◆ **What you will do**
Write out the following records verbatim, starting at the beginning and ending at the line that contains "pixel 253 11", with both ends included. Omit the pictures from your answer.

Point-based annotation records:
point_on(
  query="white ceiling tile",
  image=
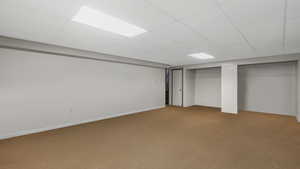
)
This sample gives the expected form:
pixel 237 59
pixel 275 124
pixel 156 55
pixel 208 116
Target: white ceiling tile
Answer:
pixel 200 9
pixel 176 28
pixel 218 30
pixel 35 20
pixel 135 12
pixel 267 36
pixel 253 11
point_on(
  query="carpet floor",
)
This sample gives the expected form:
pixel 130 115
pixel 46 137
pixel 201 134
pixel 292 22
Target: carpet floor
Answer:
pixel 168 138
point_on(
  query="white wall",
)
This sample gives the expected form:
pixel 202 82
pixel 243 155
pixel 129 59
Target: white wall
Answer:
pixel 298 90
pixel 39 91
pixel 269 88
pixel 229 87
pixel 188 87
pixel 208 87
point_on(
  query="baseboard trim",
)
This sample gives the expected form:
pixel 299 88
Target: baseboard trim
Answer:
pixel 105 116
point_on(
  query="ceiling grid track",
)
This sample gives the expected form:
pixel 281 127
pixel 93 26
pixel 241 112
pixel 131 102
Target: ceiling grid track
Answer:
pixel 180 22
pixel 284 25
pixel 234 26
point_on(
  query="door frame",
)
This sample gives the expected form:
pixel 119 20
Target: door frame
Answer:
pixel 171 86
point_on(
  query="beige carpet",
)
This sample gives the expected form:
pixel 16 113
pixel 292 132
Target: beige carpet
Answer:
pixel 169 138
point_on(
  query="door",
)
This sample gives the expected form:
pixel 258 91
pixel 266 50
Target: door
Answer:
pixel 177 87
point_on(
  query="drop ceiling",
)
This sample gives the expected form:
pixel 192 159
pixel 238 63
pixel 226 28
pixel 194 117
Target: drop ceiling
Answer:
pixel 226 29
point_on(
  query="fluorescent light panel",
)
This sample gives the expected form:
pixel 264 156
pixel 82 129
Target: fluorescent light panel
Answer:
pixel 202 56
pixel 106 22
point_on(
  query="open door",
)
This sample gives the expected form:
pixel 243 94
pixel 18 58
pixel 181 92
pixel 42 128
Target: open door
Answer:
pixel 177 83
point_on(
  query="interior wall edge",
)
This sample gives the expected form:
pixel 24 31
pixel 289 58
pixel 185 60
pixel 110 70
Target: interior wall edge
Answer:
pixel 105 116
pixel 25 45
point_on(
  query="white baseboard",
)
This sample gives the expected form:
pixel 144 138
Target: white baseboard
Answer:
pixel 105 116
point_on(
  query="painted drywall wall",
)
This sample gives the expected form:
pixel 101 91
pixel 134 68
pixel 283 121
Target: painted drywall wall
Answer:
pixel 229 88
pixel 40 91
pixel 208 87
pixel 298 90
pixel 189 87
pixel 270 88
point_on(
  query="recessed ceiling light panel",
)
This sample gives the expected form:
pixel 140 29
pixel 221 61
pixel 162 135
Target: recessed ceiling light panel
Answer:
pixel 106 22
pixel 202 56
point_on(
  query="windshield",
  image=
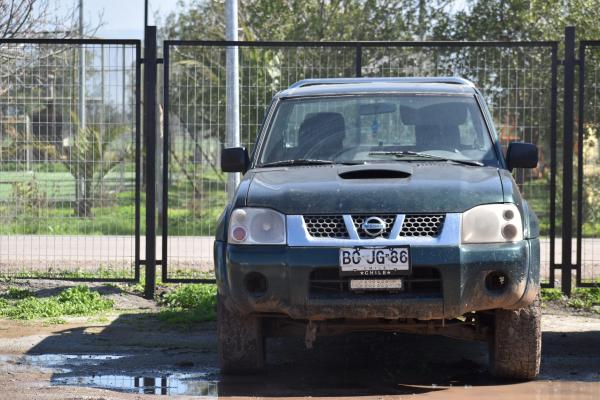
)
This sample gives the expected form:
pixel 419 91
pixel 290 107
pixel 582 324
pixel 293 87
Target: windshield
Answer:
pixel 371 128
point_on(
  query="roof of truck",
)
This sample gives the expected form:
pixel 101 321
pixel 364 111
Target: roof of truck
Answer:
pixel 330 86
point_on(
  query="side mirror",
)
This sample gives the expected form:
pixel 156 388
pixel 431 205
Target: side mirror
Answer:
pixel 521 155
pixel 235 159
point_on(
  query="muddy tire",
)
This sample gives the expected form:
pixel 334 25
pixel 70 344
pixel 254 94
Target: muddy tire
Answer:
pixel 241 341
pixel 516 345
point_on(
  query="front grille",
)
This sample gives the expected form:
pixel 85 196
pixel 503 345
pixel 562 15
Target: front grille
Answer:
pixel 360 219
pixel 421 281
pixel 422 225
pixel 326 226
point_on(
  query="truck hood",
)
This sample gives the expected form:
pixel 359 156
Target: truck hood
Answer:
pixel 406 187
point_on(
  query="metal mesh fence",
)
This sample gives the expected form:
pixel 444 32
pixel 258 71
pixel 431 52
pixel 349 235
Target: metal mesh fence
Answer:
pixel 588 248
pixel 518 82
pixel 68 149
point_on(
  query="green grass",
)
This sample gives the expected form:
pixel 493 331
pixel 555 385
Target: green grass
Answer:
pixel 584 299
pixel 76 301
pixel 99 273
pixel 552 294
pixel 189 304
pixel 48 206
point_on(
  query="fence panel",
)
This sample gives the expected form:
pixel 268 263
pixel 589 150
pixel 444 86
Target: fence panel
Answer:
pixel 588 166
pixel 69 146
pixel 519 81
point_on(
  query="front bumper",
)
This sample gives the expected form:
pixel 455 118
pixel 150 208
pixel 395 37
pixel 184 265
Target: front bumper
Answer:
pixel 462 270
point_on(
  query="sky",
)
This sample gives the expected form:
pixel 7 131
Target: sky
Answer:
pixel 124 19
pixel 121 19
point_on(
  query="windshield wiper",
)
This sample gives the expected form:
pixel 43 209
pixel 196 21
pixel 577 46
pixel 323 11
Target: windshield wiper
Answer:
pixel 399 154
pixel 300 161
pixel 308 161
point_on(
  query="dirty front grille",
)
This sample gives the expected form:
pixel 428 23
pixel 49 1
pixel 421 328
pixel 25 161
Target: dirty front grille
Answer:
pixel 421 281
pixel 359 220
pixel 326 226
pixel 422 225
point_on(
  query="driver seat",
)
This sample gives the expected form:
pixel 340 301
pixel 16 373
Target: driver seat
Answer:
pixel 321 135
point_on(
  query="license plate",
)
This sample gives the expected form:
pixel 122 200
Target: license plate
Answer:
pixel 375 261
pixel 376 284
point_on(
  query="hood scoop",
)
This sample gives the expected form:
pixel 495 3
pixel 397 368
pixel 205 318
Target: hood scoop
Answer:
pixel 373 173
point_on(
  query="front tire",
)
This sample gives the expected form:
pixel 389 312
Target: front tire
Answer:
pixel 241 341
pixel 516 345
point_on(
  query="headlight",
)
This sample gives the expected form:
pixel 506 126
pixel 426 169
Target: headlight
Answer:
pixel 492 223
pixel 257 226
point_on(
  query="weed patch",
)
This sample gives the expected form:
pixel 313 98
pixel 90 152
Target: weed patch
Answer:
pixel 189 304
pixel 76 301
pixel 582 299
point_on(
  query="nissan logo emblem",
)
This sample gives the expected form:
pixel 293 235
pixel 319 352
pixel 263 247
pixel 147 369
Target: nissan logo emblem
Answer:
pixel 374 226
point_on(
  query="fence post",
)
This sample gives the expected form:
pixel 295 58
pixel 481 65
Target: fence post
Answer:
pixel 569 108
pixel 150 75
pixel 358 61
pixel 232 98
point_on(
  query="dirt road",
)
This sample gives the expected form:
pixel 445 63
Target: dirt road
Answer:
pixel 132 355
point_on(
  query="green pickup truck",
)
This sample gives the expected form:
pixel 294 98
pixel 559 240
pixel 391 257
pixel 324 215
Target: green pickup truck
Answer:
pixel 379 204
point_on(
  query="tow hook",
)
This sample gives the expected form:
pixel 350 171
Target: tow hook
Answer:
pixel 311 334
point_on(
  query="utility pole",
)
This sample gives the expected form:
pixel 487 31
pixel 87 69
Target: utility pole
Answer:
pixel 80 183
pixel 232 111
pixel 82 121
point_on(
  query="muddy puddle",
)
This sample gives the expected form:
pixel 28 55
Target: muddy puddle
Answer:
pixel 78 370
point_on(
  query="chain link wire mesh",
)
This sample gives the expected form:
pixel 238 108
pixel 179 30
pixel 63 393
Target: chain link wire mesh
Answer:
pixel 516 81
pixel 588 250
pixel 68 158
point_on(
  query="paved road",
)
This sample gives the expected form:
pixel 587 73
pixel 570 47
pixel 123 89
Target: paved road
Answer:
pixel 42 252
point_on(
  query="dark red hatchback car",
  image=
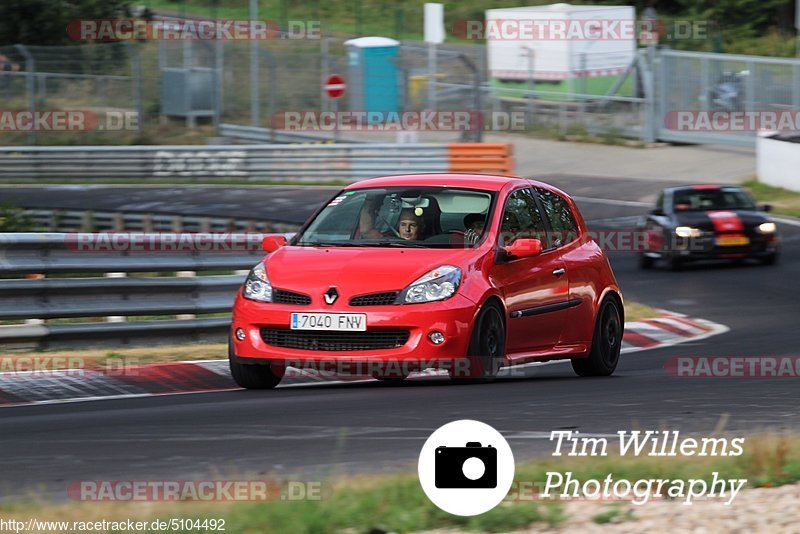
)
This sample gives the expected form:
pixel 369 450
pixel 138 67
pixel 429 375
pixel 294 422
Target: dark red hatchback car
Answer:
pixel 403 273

◆ **Solution to the exercise**
point_on(
  query="white ceiling tile",
  image=
)
This sample gives the expected form:
pixel 237 59
pixel 275 124
pixel 156 55
pixel 208 116
Target: white ceiling tile
Answer:
pixel 200 9
pixel 176 28
pixel 218 30
pixel 35 20
pixel 135 12
pixel 267 36
pixel 253 11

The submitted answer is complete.